■ **Extract**
Mike Turner calls migrant crisis ‘unbelievable human tragedy’ but also security threat
A top House intelligence official Sunday called the migrant crisis an “unbelievable human tragedy” but warned it also threatens national security.
House Select Intelligence Committee Chairman Rep. Mike Turner (R-Ohio) blamed the Biden White House for “the incredible influx” of asylum seekers entering the country.
The intel chair, speaking on WABC 770 AM’s “Cats Roundtable,” said it is the fault of the executive branch for allowing migrants to surge across the border earlier this year after the expiration of a 2020 policy that turned them away because of the COVID-19 health emergency.
“It’s totally the policy of the Biden administration Their policy is an open border, and so that’s the situation we get in, you can tell the incredible influx that we’ve had since the Trump administration, people are coming across the border,” Turner said to the show’s fill-in hosts, former House Homeland Security Chairman Rep. Peter King (R-LI) and ex-New York state Judge Richard Weinberg.
“Some of them seek a better life, but some of them intend to do us harm,” Turner claimed, referring to the fraction of asylum seekers who have been found to be on the FBI’s terror watch list.

■ **Work request A**
Please reproduce everything in the Turner article from "House Select Intelligence" down to "entering the country.".
■ **Work request B**
According to the Turner article, why does Turner say the migrant crisis is a threat to national security? Answer in one to three sentences.
The records have nothing to do with this.

Dataset entries
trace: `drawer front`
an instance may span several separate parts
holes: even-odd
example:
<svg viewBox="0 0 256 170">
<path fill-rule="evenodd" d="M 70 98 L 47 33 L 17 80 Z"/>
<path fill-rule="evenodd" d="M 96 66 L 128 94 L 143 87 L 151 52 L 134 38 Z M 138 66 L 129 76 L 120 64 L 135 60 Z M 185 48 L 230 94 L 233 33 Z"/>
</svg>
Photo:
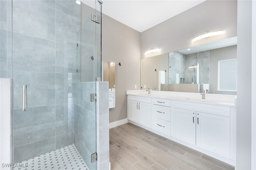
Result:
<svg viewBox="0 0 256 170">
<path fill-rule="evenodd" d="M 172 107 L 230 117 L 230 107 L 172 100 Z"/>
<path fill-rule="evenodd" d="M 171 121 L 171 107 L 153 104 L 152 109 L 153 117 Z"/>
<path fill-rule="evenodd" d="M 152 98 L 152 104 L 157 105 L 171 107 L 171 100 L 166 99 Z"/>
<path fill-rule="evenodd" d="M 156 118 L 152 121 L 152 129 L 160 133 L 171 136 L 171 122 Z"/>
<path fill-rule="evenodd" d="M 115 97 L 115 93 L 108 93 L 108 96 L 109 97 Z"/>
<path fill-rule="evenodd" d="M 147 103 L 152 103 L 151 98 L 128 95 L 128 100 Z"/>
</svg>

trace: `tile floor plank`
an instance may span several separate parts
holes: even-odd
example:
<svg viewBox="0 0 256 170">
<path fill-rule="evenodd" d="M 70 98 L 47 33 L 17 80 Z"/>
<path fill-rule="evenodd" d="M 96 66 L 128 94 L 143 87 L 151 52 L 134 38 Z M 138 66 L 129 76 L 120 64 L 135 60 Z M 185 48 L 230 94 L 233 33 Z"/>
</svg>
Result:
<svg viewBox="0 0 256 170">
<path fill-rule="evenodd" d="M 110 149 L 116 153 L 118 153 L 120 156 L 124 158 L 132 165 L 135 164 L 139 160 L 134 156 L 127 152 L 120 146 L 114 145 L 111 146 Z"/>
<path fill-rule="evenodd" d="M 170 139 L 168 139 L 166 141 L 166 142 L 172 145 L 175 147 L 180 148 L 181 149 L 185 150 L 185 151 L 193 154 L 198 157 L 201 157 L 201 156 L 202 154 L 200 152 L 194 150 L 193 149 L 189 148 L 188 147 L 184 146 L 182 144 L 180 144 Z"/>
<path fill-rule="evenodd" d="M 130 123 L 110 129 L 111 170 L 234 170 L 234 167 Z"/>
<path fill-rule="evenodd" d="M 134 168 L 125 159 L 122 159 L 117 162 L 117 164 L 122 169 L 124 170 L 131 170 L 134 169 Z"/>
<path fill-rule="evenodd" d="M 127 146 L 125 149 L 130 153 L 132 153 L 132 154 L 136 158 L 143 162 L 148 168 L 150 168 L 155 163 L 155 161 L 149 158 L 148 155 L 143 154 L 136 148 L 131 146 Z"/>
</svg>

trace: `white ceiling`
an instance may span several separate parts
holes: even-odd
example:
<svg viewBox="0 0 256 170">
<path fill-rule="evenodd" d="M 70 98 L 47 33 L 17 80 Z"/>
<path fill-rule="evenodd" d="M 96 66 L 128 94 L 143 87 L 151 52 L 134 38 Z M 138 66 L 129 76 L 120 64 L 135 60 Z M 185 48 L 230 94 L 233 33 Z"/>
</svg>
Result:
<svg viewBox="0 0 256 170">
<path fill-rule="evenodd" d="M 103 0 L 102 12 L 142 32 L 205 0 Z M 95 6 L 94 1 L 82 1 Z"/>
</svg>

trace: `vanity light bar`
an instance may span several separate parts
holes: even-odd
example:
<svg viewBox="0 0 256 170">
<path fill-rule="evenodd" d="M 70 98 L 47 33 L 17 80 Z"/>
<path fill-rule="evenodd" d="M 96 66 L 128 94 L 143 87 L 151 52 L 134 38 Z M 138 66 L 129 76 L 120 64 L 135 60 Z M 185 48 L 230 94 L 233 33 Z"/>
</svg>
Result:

■ **Exercise answer A**
House Select Intelligence Committee Chairman Rep. Mike Turner (R-Ohio) blamed the Biden White House for “the incredible influx” of asylum seekers entering the country.

■ **Exercise answer B**
Turner says that while some asylum seekers want a better life, some of them intend to do harm. He was referring to the fraction of asylum seekers who have been found to be on the FBI's terror watch list.